* _Aim of the task_
Please reproduce the lines from the one holding "For verification purposes, determine whether any weather" through the end of the listing, inclusive, with "weather vane" changed to "wind vane" and everything else left as it is.

* _Provided data_
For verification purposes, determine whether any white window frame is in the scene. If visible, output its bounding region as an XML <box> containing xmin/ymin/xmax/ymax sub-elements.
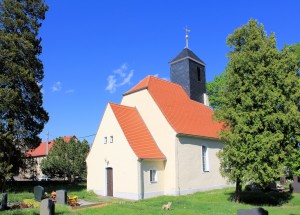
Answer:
<box><xmin>149</xmin><ymin>169</ymin><xmax>157</xmax><ymax>183</ymax></box>
<box><xmin>201</xmin><ymin>146</ymin><xmax>209</xmax><ymax>172</ymax></box>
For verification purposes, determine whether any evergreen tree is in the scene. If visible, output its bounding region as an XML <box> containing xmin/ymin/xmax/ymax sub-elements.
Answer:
<box><xmin>206</xmin><ymin>73</ymin><xmax>226</xmax><ymax>110</ymax></box>
<box><xmin>215</xmin><ymin>20</ymin><xmax>300</xmax><ymax>201</ymax></box>
<box><xmin>0</xmin><ymin>0</ymin><xmax>48</xmax><ymax>189</ymax></box>
<box><xmin>41</xmin><ymin>138</ymin><xmax>90</xmax><ymax>181</ymax></box>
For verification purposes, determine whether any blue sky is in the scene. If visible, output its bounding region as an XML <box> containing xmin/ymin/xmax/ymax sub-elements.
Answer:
<box><xmin>40</xmin><ymin>0</ymin><xmax>300</xmax><ymax>143</ymax></box>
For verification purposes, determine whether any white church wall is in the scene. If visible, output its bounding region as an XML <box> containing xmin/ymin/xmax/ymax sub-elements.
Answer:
<box><xmin>86</xmin><ymin>105</ymin><xmax>138</xmax><ymax>199</ymax></box>
<box><xmin>177</xmin><ymin>136</ymin><xmax>228</xmax><ymax>194</ymax></box>
<box><xmin>121</xmin><ymin>89</ymin><xmax>178</xmax><ymax>195</ymax></box>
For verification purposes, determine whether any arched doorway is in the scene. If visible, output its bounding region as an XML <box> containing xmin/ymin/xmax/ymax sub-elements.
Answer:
<box><xmin>106</xmin><ymin>167</ymin><xmax>114</xmax><ymax>196</ymax></box>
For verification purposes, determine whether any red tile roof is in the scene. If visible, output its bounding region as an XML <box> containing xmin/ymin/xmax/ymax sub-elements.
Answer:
<box><xmin>124</xmin><ymin>76</ymin><xmax>223</xmax><ymax>138</ymax></box>
<box><xmin>109</xmin><ymin>103</ymin><xmax>166</xmax><ymax>159</ymax></box>
<box><xmin>26</xmin><ymin>135</ymin><xmax>76</xmax><ymax>157</ymax></box>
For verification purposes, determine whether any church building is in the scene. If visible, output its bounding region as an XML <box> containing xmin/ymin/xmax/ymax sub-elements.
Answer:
<box><xmin>86</xmin><ymin>34</ymin><xmax>228</xmax><ymax>200</ymax></box>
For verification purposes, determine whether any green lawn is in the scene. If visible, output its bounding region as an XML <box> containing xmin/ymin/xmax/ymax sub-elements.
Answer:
<box><xmin>0</xmin><ymin>183</ymin><xmax>300</xmax><ymax>215</ymax></box>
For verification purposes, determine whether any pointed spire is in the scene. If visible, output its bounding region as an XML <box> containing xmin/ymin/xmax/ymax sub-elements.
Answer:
<box><xmin>185</xmin><ymin>26</ymin><xmax>191</xmax><ymax>48</ymax></box>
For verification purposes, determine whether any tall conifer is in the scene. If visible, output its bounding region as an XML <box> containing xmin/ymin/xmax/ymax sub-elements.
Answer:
<box><xmin>216</xmin><ymin>20</ymin><xmax>300</xmax><ymax>201</ymax></box>
<box><xmin>0</xmin><ymin>0</ymin><xmax>48</xmax><ymax>189</ymax></box>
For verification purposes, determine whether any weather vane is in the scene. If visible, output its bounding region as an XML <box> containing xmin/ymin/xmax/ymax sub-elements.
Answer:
<box><xmin>185</xmin><ymin>26</ymin><xmax>191</xmax><ymax>48</ymax></box>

* _Complete answer_
For verification purposes, determine whether any wind vane is in the scene. If visible, output its bounding region as an XML <box> containing xmin/ymin/xmax/ymax sub-elements.
Answer:
<box><xmin>185</xmin><ymin>26</ymin><xmax>191</xmax><ymax>48</ymax></box>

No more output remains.